SELECTED EXTRACT:
┄┄┄┄┄┄

Adverse drug reactions (ADRs) are dangerous and expensive. ADRS driven by immune-mediated hypersensitivity (including rashes, hepatotoxicity, and Steven-Johnson syndrome) are the most difficult to predict and occasionally can be severe as well as fatal. Hypersensitivity-driven ADRs are the leading cause of drug withdrawal and termination of clinical development. Yet a large proportion of drugs are not associated with hypersensitivity-driven ADRs, offering hope that new medicines could avoid these ADRs entirely if reliable models of bioactivation existed. Accurate prediction and identification of molecules prone to ADRs would revolutionize drug development by screening out ADR-prone candidates early, before exposure to patients, and guiding drug modifications to reduce ADR risk. Small molecules are not intrinsically immunogenic and instead, involve bioactivation into reactive metabolite is that then covalently modify proteins to create immunogenic antigens. ?Structural alerts? are molecular substructures prone to bioactivation, and they are often used to identify small molecules prone to bioactivation, and at risk of bioactivation-mediated ADRs. Currently, bioactivation relevant alerts are defined by experts, and they have important limitations that this study overcomes. It is now possible to predict metabolism and reactivity and toxicity using machine learning approaches. Building on this foundation, this proposal systematically discovers new structural alerts by explicitly modeling the impact of metabolism on reactivity and hence the potential to form ADR-relevant adducts. We hypothesize that (1) known bioactivation reactions, (2) molecule citation data, and (3) computational models of bioactivation can be used to discover emerging structural alerts and model their liabilities of bioactivation.
Aim 1. We will use a computational approach can systematically mine structural alerts from databases of known metabolism and reactivity reactions.
Aim 2. We will discover emerging structural alerts, those of increased importance in recent molecules, using a molecule citation database.
Aim 3. We will validate structural alerts and assess their structural contingencies. Structural alerts are only conditionally bioactivated, depending on the precise molecule they appear. Newly proposed structural alerts, moreover, are most useful when there is experimental evidence that they in fact can be bioactivated.
Some medicines cause dangerous and expensive Adverse Drug Reactions (ADRs), and many of these ADRs are caused by bioactivation. Structural alerts are substructures prone to bioactivation, and scientists use them to identify molecules prone to bioactivation mediated ADRs. Using a combined machine learning and experimental approach, this proposal systematically discovers emerging structural alerts of increased importance in recently studied molecules. Knowledge gained from these studies could foster improved dosing regimens for marketed drugs and enable scientists to design safer medicines.

┄┄┄┄┄┄

TASK DIRECTIONS:
Return everything from "Aim 2. We will" down to "can be bioactivated." in the abstract on structural alerts, copied word for word.

┄┄┄┄┄┄

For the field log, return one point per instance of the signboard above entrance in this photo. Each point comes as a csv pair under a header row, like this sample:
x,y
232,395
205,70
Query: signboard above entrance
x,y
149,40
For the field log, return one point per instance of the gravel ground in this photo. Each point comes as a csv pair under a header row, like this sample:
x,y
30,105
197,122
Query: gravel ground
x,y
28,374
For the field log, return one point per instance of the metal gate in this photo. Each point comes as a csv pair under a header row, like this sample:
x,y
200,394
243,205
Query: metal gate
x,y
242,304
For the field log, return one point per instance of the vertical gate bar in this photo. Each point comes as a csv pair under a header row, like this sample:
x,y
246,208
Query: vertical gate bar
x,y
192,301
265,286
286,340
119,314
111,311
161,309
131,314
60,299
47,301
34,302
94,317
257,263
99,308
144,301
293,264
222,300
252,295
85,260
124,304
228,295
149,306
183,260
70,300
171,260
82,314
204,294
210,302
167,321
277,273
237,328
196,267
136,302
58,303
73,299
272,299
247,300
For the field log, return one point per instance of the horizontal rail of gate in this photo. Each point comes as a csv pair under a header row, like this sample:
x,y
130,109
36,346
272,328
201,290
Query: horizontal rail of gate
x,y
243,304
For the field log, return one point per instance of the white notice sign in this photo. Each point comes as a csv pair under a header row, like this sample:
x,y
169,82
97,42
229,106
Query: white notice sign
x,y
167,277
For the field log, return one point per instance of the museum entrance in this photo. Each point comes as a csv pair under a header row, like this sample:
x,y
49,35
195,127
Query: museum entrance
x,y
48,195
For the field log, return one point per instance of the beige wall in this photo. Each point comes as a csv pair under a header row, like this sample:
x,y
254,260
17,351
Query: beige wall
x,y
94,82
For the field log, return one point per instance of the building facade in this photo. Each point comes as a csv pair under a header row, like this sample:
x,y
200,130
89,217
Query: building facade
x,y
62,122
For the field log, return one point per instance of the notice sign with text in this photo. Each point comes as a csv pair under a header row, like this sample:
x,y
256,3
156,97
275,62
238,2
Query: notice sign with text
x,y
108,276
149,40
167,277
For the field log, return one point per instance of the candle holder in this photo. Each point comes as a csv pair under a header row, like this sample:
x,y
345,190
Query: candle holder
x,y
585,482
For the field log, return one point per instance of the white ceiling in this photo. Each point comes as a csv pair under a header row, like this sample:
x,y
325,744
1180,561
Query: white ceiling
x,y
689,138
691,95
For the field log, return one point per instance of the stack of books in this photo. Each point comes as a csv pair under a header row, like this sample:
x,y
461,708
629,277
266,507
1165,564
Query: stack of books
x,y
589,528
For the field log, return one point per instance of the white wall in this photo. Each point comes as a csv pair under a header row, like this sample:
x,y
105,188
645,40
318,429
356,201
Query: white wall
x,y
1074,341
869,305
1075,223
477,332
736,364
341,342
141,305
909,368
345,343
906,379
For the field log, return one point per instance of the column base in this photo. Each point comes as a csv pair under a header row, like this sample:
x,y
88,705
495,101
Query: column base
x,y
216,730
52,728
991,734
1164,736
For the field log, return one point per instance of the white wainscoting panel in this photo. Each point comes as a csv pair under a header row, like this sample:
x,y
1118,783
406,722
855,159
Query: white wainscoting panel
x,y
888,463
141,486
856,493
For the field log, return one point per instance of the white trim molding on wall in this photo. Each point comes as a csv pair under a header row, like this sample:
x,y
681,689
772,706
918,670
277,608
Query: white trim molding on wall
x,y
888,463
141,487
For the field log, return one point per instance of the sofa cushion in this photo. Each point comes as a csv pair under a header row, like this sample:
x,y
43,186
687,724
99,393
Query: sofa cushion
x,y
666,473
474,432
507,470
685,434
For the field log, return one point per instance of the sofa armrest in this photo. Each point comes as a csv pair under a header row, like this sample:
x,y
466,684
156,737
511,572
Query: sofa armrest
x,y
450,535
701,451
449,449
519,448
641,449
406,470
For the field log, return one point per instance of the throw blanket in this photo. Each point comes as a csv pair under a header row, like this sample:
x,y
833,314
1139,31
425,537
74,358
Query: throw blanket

┄┄┄┄┄┄

RESULT FOR THIS TASK:
Aim 2. We will discover emerging structural alerts, those of increased importance in recent molecules, using a molecule citation database.
Aim 3. We will validate structural alerts and assess their structural contingencies. Structural alerts are only conditionally bioactivated, depending on the precise molecule they appear. Newly proposed structural alerts, moreover, are most useful when there is experimental evidence that they in fact can be bioactivated.